Problem to solve: For the entries that follow, count the lines containing the string "garland" and write only the number.

──────── Records for this task ────────

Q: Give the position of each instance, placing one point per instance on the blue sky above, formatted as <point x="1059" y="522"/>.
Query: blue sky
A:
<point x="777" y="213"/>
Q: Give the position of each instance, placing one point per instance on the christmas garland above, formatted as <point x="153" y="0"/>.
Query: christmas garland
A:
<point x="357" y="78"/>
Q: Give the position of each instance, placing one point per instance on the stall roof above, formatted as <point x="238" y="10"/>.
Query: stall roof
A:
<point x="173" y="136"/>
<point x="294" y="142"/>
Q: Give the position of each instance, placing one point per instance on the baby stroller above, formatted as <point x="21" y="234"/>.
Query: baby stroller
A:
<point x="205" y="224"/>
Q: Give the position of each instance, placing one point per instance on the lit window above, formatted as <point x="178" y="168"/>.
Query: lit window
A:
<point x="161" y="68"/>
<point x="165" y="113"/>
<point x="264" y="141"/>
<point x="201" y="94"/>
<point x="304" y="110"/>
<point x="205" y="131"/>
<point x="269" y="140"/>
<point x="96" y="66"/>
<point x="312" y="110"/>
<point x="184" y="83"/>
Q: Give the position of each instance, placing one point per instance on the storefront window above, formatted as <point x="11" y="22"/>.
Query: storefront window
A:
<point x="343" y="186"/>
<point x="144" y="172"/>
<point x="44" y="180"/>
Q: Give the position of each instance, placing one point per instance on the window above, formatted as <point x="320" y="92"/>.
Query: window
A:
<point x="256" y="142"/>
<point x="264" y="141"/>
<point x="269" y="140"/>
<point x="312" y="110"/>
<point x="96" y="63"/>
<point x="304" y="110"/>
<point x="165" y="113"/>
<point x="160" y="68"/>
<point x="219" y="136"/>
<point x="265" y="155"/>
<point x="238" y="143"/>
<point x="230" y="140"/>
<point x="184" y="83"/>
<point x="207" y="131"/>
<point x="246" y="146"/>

────────

Output below: 2